Much like his predecessors, Mark is no stranger to high altitudes, extraordinary life experiences, and a passion for climbing. The climbing bug hit Mark hard at age 15. As an adolescent he took every opportunity he could to get out into the Olympic and Cascade Mountains of Washington State to stretch his skills. If opportunities didn’t come his way, he created them, rounding up friends to join in on the fun. Later, with a degree in Environmental Science in hand, Mark eschewed traditional employment and instead went off to pursue the world’s peaks.
Like many a climber, Mark supported his passion by cobbling together jobs whose common thread was often adventure. He worked as a fisheries biologist on Korean fishing boats in the stormy Bering Sea, wrote for climbing publications, taught skiing, and worked on conservation projects in South America, just to name a few. Then came guiding…
“The Silent Comeback” — read Alan Arnette’s interview with Mark about Mountain Madness and Face the Current interview.
Mark started guiding in 1987 and has since led trips on all seven continents, reaching the highest peaks on six. He started working with Mountain Madness in 1994. In addition to guiding, he developed the company’s programs in South America, strengthened the guide standards, and eventually managed all day-to-day operations during Christine Boskoff’s often lengthy climbing expeditions.

Work item:
From the text about Mark's climbing and guiding life, write out word for word the stretch that begins with the words containing "Much like his" and ends with "the world’s peaks.".

Dataset:
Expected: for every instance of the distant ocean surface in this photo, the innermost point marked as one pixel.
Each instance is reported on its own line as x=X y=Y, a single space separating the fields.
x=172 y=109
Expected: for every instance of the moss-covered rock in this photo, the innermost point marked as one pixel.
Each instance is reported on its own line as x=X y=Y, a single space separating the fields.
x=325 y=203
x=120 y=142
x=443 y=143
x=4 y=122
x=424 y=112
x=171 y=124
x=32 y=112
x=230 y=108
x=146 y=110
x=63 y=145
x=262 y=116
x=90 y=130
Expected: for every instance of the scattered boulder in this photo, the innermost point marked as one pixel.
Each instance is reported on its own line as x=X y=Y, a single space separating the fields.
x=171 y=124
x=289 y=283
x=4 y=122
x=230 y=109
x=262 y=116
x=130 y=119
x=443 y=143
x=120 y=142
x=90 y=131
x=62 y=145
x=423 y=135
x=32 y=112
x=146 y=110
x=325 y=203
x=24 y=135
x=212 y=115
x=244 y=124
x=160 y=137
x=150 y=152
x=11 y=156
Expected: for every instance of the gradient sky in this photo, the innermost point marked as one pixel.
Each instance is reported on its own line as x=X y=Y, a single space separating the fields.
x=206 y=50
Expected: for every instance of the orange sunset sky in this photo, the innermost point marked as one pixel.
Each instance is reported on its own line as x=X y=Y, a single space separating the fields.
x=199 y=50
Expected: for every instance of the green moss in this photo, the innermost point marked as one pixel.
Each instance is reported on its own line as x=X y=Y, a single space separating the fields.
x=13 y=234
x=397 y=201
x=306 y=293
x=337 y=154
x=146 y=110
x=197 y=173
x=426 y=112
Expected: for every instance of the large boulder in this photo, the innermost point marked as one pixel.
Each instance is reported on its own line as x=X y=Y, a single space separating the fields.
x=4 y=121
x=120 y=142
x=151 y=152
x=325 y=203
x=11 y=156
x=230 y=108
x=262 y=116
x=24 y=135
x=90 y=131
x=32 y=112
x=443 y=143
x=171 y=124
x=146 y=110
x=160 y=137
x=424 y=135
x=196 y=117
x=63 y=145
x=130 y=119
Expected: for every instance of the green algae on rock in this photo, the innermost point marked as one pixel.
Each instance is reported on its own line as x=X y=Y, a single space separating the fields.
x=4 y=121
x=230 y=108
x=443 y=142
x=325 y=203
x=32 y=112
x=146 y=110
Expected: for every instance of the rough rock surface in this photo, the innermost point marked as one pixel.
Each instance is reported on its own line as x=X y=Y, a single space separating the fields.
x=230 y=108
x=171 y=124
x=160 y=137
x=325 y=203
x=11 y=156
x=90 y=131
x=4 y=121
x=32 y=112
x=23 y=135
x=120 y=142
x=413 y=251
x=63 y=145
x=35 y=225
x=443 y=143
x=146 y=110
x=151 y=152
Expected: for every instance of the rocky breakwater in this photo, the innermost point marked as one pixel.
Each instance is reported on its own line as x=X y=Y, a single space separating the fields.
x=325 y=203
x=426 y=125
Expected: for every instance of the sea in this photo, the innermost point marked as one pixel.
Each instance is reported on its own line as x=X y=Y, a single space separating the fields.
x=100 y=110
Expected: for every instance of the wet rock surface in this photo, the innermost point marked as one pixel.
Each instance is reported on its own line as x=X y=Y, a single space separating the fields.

The completed task:
Much like his predecessors, Mark is no stranger to high altitudes, extraordinary life experiences, and a passion for climbing. The climbing bug hit Mark hard at age 15. As an adolescent he took every opportunity he could to get out into the Olympic and Cascade Mountains of Washington State to stretch his skills. If opportunities didn’t come his way, he created them, rounding up friends to join in on the fun. Later, with a degree in Environmental Science in hand, Mark eschewed traditional employment and instead went off to pursue the world’s peaks.